* _所给文本_
= = = =
洛谷 P2486 [SDOI2011]染色
題意
有一棵 n n n 個結點的無根樹,每個結點有一個顔色,有 m m m 個操作,操作分兩種:
- 将結點 a a a 到結點 b b b 路徑上的所有結點顔色都染成 c c c 。
- 詢問結點 a a a 到結點 b b b 路徑上顔色段的數量。
- 顔色段的定義是極長的連續相同顔色被認為是一段。例如
112221
11
222
1
解法
樹鍊剖分
- 樹上路徑操作的修改與詢問,考慮使用樹鍊剖分。
- 維護區間内顔色段的數量,考慮使用線段樹,維護區間内顔色段的數量和兩端的顔色。區間合并的時候看相鄰的顔色是否一樣。
- 樹上的路徑分成若幹條鍊,修改的時候直接修改,使用線段樹維護即可。
- 詢問的時候需要注意兩條鍊的合并,如果兩條鍊相鄰顔色一樣,則答案減一。
代碼
#pragma region
#include <algorithm>
#include <cmath>
#include <cstdio>
#include <cstring>
#include <iomanip>
#include <iostream>
#include <map>
#include <queue>
#include <set>
#include <stack>
#include <string>
#include <vector>
using namespace std;
typedef long long ll;
#define IT set<node>::iterator
#define tr t[root]
#define lson t[root << 1]
#define rson t[root << 1 | 1]
#define rep(i, a, n) for (int i = a; i <= n; ++i)
#define per(i, a, n) for (int i = n; i >= a; --i)
namespace fastIO {
#define BUF_SIZE 100000
#define OUT_SIZE 100000
//fread->R
bool IOerror = 0;
//inline char nc(){char ch=getchar();if(ch==-1)IOerror=1;return ch;}
inline char nc() {
static char buf[BUF_SIZE], *p1 = buf + BUF_SIZE, *pend = buf + BUF_SIZE;
if (p1 == pend) {
p1 = buf;
pend = buf + fread(buf, 1, BUF_SIZE, stdin);
if (pend == p1) {
IOerror = 1;
return -1;
}
}
return *p1++;
}
inline bool blank(char ch) { return ch == ' ' || ch == '\n' || ch == '\r' || ch == '\t'; }
template <class T>
inline bool R(T &x) {
bool sign = 0;
char ch = nc();
x = 0;
for (; blank(ch); ch = nc())
;
if (IOerror)
return false;
if (ch == '-')
sign = 1, ch = nc();
for (; ch >= '0' && ch <= '9'; ch = nc())
x = x * 10 + ch - '0';
if (sign)
= = = =
* _所示记录_
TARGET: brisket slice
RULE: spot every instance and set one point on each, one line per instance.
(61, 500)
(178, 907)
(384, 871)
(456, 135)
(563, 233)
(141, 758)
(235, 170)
= = = =
* _练习要求_
把染色题解里的下面这句话翻译成英文:「詢問的時候需要注意兩條鍊的合并,如果兩條鍊相鄰顔色一樣,則答案減一。」

* _作答结果_
When answering a query, pay attention to merging the two chains: if the adjacent colors of the two chains are the same, subtract one from the answer.